** SOURCE EXTRACT follows **

Caldwell attempts to dissect Melanie upon the group's return to the lab, imploring her to sacrifice herself for Justineau. Melanie comes to the realisation that she is not an experiment and that her kind, human-zombie hybrids, will be the future of the world. She escapes and sets the towering pod structure alight, causing it to release an immense cloud of spores. Caldwell chases after her, but is killed by the tribe of children.

Parks leaves the lab in search of Melanie, but becomes infected by the spores. He hands Melanie his gun and tearfully asks her to shoot him, as he does not want to turn into a hungry. Melanie obliges and shoots Parks as he is about to turn. In the lab, Justineau stands inside the sealed door, watching the spores fall.

The film ends with a tearful Justineau, safe but confined to the sealed mobile lab due to the lethal spore-filled air. Outside, the hybrid children of the army base, along with the feral children, sit together, kept sternly in place by Melanie. Justineau speaks through a microphone, educating the newly-dominant human-zombie species.

==Cast==

- Gemma Arterton as Helen Justineau: A teacher who teaches the infected hybrids
- Paddy Considine as Sergeant Eddie Parks: The strict, no-nonsense head of security at the army base
- Glenn Close as Caroline Caldwell: A doctor trying to find a cure for the fungal infection
- Sennia Nanua as Melanie: A neonate who has the ability to suppress the hunger to a certain degree
- Anamaria Marinca as Jean Selkirk
- Fisayo Akinade as Private Kieran Gallagher: One of the soldiers stationed at the base, who manages to escape the base
- Anthony Welsh as Private Dillon: One of the soldiers stationed at the base, who manages to escape the base
- Dominique Tipper as Private Devani: one of the soldiers stationed at the base.

==Production==
The book and film were re-written in tandem, with Carey also writing the screenplay. Colm McCarthy came aboard as director for his first major feature. The movie was originally titled She Who Brings Gifts but was later retitled, matching the book. The title is a reference to the ancient Greek legend of Pandora the gift-giver, which is also referenced in the book by the character of Helen Justineau being a classics teacher.

** End of SOURCE EXTRACT **
** EXERCISE DATA follows **

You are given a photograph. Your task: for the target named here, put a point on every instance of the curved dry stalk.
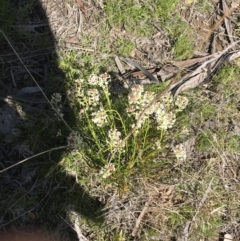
(31, 157)
(35, 81)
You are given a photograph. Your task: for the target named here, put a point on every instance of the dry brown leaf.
(227, 21)
(190, 62)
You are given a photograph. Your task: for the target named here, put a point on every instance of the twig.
(219, 22)
(140, 217)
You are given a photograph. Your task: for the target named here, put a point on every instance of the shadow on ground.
(37, 192)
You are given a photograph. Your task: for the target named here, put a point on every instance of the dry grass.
(156, 199)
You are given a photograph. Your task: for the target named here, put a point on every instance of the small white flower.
(135, 95)
(166, 121)
(99, 117)
(114, 138)
(181, 102)
(167, 98)
(180, 152)
(107, 170)
(158, 145)
(93, 79)
(75, 141)
(93, 97)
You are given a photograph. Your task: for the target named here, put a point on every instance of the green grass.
(80, 176)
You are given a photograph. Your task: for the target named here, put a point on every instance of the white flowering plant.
(105, 121)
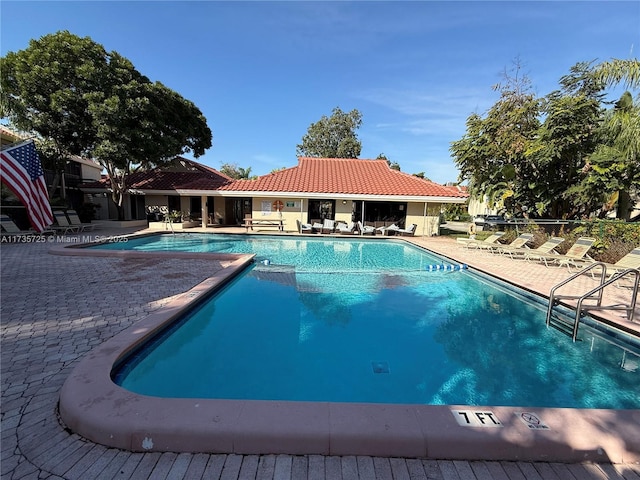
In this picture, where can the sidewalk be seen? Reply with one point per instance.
(55, 309)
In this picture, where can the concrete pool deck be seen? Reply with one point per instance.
(95, 299)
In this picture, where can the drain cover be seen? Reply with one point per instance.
(380, 367)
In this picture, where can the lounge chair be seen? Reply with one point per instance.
(630, 260)
(407, 231)
(547, 248)
(304, 227)
(10, 228)
(485, 244)
(62, 223)
(328, 226)
(390, 230)
(520, 241)
(346, 229)
(576, 256)
(76, 222)
(366, 229)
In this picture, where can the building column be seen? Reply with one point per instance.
(204, 210)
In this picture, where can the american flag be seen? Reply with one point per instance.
(21, 171)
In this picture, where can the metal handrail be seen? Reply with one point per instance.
(595, 293)
(555, 299)
(614, 278)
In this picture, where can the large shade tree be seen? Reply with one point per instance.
(614, 166)
(333, 137)
(493, 156)
(575, 161)
(70, 91)
(568, 135)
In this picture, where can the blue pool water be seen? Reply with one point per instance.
(364, 321)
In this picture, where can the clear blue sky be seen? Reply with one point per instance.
(262, 72)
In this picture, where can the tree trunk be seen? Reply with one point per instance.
(624, 204)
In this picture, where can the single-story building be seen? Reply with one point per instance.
(316, 189)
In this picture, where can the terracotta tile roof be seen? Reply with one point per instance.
(183, 175)
(344, 176)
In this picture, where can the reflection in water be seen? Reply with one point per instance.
(312, 331)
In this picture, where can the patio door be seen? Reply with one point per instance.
(319, 210)
(236, 209)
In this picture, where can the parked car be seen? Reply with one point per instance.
(492, 221)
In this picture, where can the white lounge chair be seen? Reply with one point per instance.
(520, 241)
(328, 226)
(485, 244)
(407, 231)
(304, 227)
(547, 248)
(390, 230)
(62, 223)
(366, 229)
(576, 256)
(346, 229)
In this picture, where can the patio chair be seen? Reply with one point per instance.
(62, 223)
(76, 222)
(630, 260)
(407, 231)
(366, 229)
(10, 228)
(576, 256)
(487, 243)
(390, 230)
(520, 241)
(346, 229)
(304, 227)
(547, 248)
(328, 226)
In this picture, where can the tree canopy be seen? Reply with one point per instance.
(232, 170)
(85, 101)
(562, 156)
(333, 137)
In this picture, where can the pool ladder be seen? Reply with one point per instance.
(594, 294)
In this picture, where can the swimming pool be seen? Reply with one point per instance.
(345, 320)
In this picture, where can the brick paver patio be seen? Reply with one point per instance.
(55, 309)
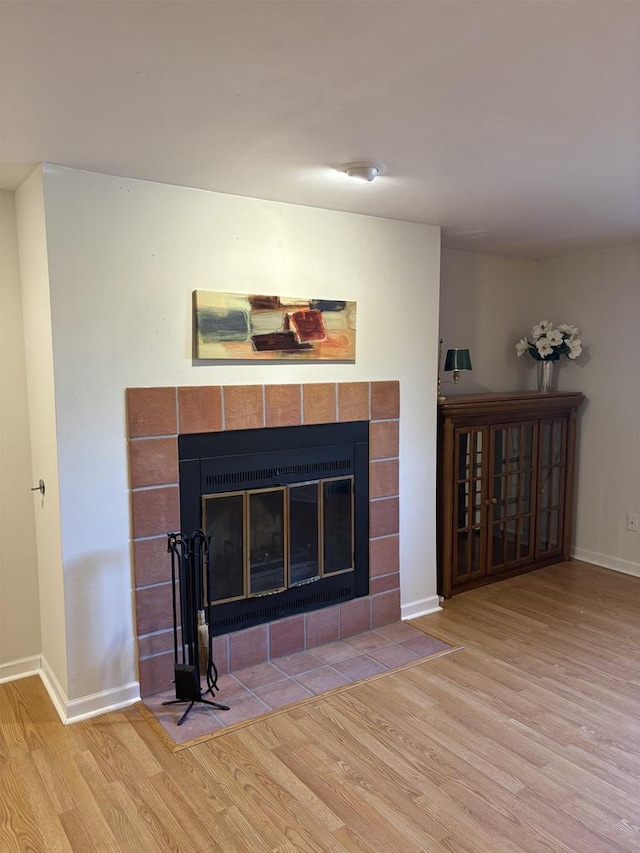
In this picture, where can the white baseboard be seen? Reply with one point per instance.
(420, 608)
(76, 710)
(21, 668)
(103, 702)
(614, 563)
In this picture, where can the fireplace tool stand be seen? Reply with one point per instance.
(191, 572)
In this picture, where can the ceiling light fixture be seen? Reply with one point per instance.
(364, 170)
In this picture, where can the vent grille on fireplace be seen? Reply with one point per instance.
(259, 612)
(310, 469)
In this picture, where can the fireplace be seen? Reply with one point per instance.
(287, 512)
(155, 419)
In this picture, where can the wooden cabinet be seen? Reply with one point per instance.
(506, 465)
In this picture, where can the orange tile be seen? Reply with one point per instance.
(319, 403)
(243, 407)
(384, 555)
(156, 674)
(154, 610)
(355, 617)
(153, 461)
(384, 439)
(384, 517)
(155, 511)
(353, 401)
(151, 411)
(151, 561)
(384, 583)
(385, 400)
(283, 405)
(323, 626)
(383, 478)
(155, 644)
(248, 647)
(200, 409)
(286, 636)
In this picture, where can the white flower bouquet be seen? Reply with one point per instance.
(548, 343)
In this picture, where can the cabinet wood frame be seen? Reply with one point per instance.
(503, 410)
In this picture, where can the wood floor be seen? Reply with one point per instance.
(528, 740)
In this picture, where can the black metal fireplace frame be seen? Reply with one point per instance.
(256, 458)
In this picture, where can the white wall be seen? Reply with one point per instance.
(20, 642)
(599, 291)
(484, 308)
(39, 362)
(124, 257)
(488, 303)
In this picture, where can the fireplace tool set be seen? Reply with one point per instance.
(191, 599)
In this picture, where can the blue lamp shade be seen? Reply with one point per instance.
(457, 359)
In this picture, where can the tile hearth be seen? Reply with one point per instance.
(155, 418)
(265, 687)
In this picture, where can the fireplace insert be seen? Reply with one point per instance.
(287, 510)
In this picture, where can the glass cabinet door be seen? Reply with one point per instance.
(469, 539)
(509, 502)
(551, 477)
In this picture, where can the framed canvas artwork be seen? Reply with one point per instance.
(238, 326)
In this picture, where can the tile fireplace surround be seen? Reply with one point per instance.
(155, 417)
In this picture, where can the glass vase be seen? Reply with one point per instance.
(547, 376)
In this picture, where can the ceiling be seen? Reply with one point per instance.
(513, 125)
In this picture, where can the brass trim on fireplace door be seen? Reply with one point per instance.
(317, 483)
(214, 496)
(350, 568)
(285, 491)
(285, 549)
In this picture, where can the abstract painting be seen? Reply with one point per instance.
(238, 326)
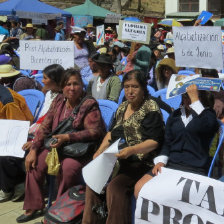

** End of EXERCISE DATA **

*TASKS TO CARRY OUT:*
(A) According to the film excerpt, what was the movie originally titled?
(B) Transcribe everything in the film excerpt from "Parks leaves the" down to "the spores fall.".
(C) Pick up the film excerpt from where it stops and continue it.
These records were drawn from a separate source.

*ANSWERS TO THE PROBLEMS:*
(A) She Who Brings Gifts

(B)
Parks leaves the lab in search of Melanie, but becomes infected by the spores. He hands Melanie his gun and tearfully asks her to shoot him, as he does not want to turn into a hungry. Melanie obliges and shoots Parks as he is about to turn. In the lab, Justineau stands inside the sealed door, watching the spores fall.

(C)
On 23 March 2015, casting was announced for the film. Of whether or not the film would be similar to the novel, Carey stated:We went a slightly different way in the movie, especially when it came to point of view. Where the novel moves between the five main characters and lets us see what's going on in all of their heads, the movie sticks with Melanie all the way. And there are no Junkers in the movie. The base falls to a hungry attack. But it's a case of two different paths through the same narrative space. The ending is absolutely faithful to the book.Half of the film's £4 million budget came from the BFI Film Fund and Creative England, making it the biggest investment that the latter had ever made and one of the largest ever for the BFI.

===Filming===
Principal photography began on 17 May 2015 in The West Midlands, taking place in Birmingham city centre, Cannock Chase, Dudley and Stoke-on-Trent. Filming lasted seven weeks. Aerial views of a deserted London were filmed with drones in the abandoned Ukrainian town of Pripyat, which has been uninhabited since the 1986 Chernobyl disaster.

===Release===
Warner Bros. acquired British distribution rights, while the film was in the United States by Saban Films.

==Reception==
 Metacritic, which uses a weighted average, assigned the film a score of 67 out of 100, based on 20 critics, indicating "generally favorable" reviews.

Dave Robinson of Crash Landed described the film as a "tense and intriguing experience" noting that whilst its final act "goes a little off the reservation" the performance of lead Sennia Nanua will "make you both care [for her] and simultaneously feel on edge" along with the "smart choices" in the CGI department to create a "grounded feel", making comparisons to 28 Days Later.